**Given task:**
Render the item below as a JSON list of strings with one string per line, omitting blank lines. Leave the picture out of the answer.

Data lines:
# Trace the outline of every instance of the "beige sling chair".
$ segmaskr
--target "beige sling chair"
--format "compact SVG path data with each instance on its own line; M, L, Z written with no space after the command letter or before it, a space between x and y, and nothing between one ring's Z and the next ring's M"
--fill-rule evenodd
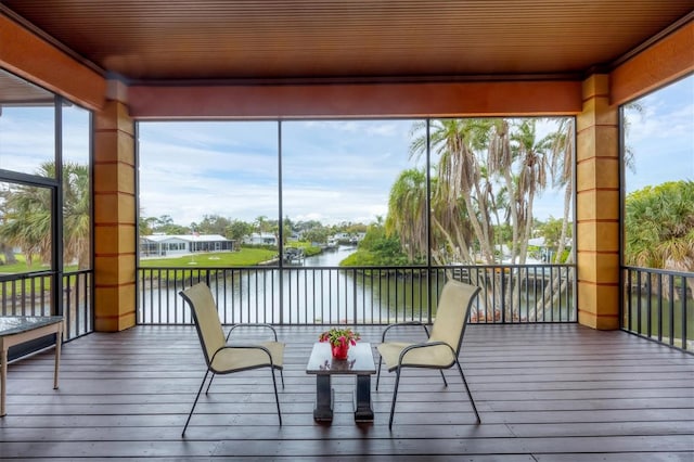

**Response:**
[
  "# Trace the outline of every instance of the \"beige sling chair\".",
  "$ segmaskr",
  "--target \"beige sling chair\"",
  "--format \"compact SVG path data with each instance on its own line; M, L, Z written with no space after the command letter or before it, a space between x and y, and nothing between one ring's Z and the next ring's M\"",
  "--fill-rule evenodd"
]